NAMPULA, Moçambique - Cacilda Afonso, de 31 anos, é uma das três mulheres moçambicanas que pode vir a sofrer abusos nas mãos de um parceiro. Cansada de 12 anos de insultos, negligência e ameaças de abandono por parte do seu marido, decidiu agir e pedir o divórcio no Instituto do Patrocínio e Assistência Jurídica (IPAJ) local, na cidade de Nampula.

"Dizem que as mulheres não podem ter voz, liderar ou falar. Isto tem de acabar, porque as mulheres têm os mesmos direitos [que os homens].", Cacilda Afonso, sobrevivente de abuso por parceiro íntimo

“Ele não me respeitava... e nós não conseguiamos resolver os nossos problemas", conta Cacilda. Tendo em conta a sua questão, Cacilda foi encaminhada para o Centro de Assistência Integrada (CAI) mais próximo, e lá foi-lhe oferecido aconselhamento para casais.

Cacilda e o seu marido, Mário Luís, de 34 anos, foram atendidos no CAI da cidade de Nampula. Este é um dos 24 centros geridos pelo Governo que disponibilizam de forma integrada serviços de saúde, acção social, polícia e justiça, prestando cuidados vitais, especialmente a mulheres e raparigas vítimas de violência em todo o país.

ACONSELHAMENTO COMO ANTÍDOTO CONTRA A VIOLÊNCIA 

Para surpresa de Cacilda, tudo mudou para melhor após o aconselhamento. "Recebemos muitos conselhos e ambos percebemos que o que fizemos não era normal", diz ela.

No centro, o casal aprendeu a resolver as suas diferenças através do diálogo. "Se algo nos incomoda, não podemos responder com violência: é preciso falar sobre as questões", diz Mário.

Ambos aprenderam sobre os desequilíbrios estruturais de poder entre mulheres e homens que contribuem para a perpetuação da violência: "As mulheres não falam com medo de perderem o seu lar, [enquanto] nós homens dizemos que nós é que mandamos em casa", diz Mário.

**Pedido proposto 1**
Reproduza o texto selecionado, de "NAMPULA, Moçambique - Cacilda" a "na cidade de Nampula.".
**Pedido proposto 2**
Quantos centros geridos pelo Governo, como o CAI da cidade de Nampula, existem segundo o texto selecionado?
**Pedido proposto 3**
Como se resume o texto selecionado em duas frases?

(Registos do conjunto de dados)
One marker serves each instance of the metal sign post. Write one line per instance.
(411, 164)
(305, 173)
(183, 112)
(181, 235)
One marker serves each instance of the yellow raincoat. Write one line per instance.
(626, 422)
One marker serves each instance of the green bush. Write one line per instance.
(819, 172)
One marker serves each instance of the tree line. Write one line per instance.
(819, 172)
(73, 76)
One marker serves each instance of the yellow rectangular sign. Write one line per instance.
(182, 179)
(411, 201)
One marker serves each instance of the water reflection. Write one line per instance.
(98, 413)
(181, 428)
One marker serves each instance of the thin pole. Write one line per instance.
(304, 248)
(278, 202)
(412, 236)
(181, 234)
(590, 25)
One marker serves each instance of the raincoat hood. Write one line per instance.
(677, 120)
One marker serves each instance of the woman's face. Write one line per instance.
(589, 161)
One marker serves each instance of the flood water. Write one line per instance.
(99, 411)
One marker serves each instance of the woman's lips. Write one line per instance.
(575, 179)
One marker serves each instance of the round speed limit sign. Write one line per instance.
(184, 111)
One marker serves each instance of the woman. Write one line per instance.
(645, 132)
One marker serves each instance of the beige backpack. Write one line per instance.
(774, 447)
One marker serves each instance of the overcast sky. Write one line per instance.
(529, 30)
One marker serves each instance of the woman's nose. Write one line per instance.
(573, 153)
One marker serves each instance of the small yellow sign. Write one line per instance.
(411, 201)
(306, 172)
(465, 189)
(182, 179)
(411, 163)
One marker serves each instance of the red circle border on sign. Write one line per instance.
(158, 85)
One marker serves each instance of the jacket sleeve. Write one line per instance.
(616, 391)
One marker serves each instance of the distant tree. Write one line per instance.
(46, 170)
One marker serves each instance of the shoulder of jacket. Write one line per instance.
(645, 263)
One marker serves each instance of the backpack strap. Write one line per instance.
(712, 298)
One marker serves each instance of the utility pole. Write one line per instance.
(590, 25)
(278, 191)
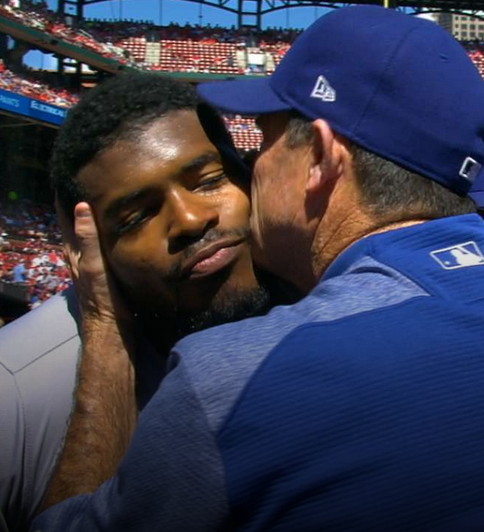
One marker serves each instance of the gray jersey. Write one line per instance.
(39, 354)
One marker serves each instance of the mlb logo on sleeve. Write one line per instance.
(459, 256)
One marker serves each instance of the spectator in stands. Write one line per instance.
(174, 216)
(360, 407)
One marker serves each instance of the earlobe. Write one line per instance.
(323, 167)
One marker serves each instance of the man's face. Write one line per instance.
(277, 200)
(173, 225)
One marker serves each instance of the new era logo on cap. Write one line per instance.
(323, 90)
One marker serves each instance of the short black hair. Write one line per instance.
(117, 109)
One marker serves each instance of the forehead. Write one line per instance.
(274, 123)
(159, 149)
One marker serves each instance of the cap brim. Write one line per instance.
(478, 197)
(245, 97)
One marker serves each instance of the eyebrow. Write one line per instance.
(198, 162)
(194, 164)
(119, 204)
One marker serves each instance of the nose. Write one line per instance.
(190, 216)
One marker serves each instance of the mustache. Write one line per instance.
(213, 235)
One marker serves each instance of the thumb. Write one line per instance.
(87, 236)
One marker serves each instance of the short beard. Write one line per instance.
(238, 305)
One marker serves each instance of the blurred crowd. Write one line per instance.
(29, 85)
(30, 250)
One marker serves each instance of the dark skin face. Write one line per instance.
(173, 226)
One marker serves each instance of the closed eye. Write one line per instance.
(135, 220)
(212, 182)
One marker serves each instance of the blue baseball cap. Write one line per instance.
(398, 85)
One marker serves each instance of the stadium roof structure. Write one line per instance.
(250, 12)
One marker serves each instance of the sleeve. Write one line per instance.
(12, 436)
(171, 478)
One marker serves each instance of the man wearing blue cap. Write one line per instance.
(360, 407)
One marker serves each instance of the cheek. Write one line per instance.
(234, 209)
(140, 265)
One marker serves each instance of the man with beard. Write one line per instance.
(359, 408)
(169, 197)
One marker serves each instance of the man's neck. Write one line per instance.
(343, 235)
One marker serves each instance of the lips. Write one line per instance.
(212, 258)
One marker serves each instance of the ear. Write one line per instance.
(327, 156)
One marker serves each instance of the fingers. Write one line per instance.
(89, 249)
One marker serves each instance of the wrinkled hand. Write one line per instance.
(98, 297)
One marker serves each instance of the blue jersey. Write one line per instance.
(360, 408)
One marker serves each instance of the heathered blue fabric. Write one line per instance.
(357, 409)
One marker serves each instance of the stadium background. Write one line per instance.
(52, 52)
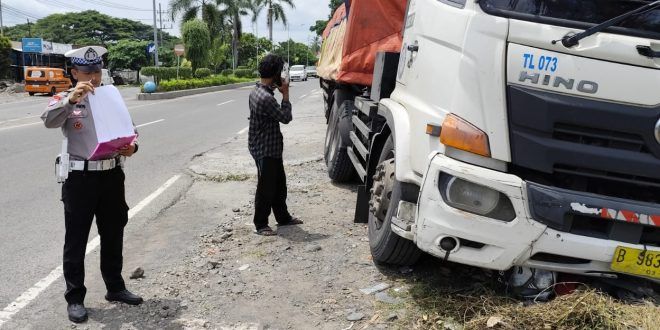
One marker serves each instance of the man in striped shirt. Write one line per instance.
(265, 144)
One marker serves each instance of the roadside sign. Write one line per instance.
(32, 45)
(179, 49)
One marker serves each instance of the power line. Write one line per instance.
(115, 5)
(17, 11)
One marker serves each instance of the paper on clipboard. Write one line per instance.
(113, 124)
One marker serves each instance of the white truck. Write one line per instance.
(508, 133)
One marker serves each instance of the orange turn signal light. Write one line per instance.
(460, 134)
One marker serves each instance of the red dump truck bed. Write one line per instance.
(350, 42)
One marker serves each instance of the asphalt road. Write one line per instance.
(31, 214)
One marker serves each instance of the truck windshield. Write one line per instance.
(580, 14)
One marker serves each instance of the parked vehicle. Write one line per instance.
(500, 133)
(46, 80)
(311, 71)
(106, 79)
(298, 72)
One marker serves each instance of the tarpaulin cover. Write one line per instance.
(331, 50)
(372, 26)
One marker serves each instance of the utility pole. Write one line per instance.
(155, 36)
(160, 13)
(256, 35)
(2, 27)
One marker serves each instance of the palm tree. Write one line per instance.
(233, 10)
(275, 12)
(191, 10)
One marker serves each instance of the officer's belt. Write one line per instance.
(95, 165)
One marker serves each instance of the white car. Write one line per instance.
(298, 72)
(311, 71)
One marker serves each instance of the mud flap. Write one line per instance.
(362, 205)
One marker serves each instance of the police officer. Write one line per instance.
(93, 188)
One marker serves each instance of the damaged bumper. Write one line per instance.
(552, 229)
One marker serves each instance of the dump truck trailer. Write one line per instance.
(500, 133)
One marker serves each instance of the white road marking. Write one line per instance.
(17, 126)
(149, 123)
(223, 103)
(17, 119)
(32, 293)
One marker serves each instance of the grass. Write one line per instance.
(443, 300)
(229, 177)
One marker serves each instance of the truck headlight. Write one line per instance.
(475, 198)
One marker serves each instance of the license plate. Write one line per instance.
(636, 262)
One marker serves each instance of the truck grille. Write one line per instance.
(616, 219)
(584, 145)
(600, 138)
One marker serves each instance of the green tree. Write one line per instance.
(248, 49)
(192, 9)
(220, 57)
(275, 12)
(197, 40)
(233, 10)
(128, 54)
(5, 61)
(82, 28)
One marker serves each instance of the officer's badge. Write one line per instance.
(91, 55)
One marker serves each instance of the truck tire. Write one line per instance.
(340, 168)
(386, 246)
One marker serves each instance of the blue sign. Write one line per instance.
(32, 45)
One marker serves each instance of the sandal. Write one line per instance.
(292, 222)
(266, 231)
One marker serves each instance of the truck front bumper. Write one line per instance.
(494, 244)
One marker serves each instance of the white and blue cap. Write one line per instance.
(87, 58)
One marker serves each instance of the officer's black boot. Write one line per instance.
(124, 296)
(77, 312)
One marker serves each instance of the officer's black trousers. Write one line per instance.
(85, 195)
(271, 192)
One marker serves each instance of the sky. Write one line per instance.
(300, 19)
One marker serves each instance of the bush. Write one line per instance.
(202, 73)
(243, 73)
(166, 73)
(175, 85)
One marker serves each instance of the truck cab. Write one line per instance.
(511, 139)
(46, 80)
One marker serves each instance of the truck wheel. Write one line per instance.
(386, 246)
(340, 167)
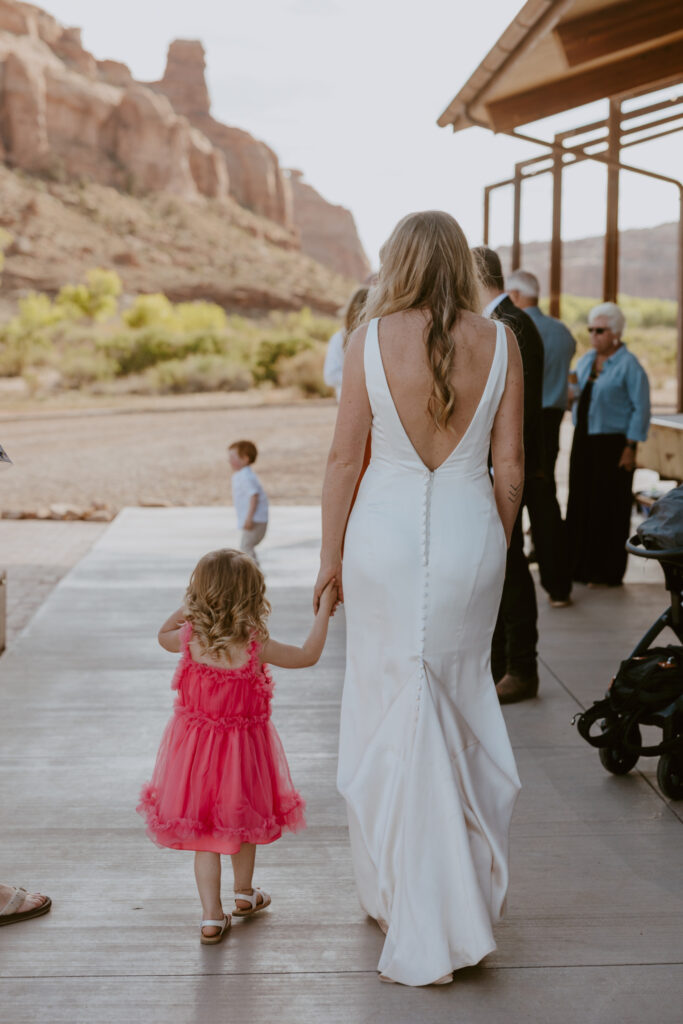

**Resposta correta 1**
NAMPULA, Moçambique - Cacilda Afonso, de 31 anos, é uma das três mulheres moçambicanas que pode vir a sofrer abusos nas mãos de um parceiro. Cansada de 12 anos de insultos, negligência e ameaças de abandono por parte do seu marido, decidiu agir e pedir o divórcio no Instituto do Patrocínio e Assistência Jurídica (IPAJ) local, na cidade de Nampula.

**Resposta correta 2**
São 24 centros.

**Resposta correta 3**
Cansada de 12 anos de insultos, negligência e ameaças de abandono por parte do marido, Cacilda Afonso foi ao IPAJ de Nampula pedir o divórcio e foi encaminhada para o Centro de Assistência Integrada, onde lhe ofereceram aconselhamento para casais. Após o aconselhamento, ela e o marido, Mário Luís, aprenderam a resolver as diferenças através do diálogo e conheceram os desequilíbrios estruturais de poder entre mulheres e homens que contribuem para a perpetuação da violência.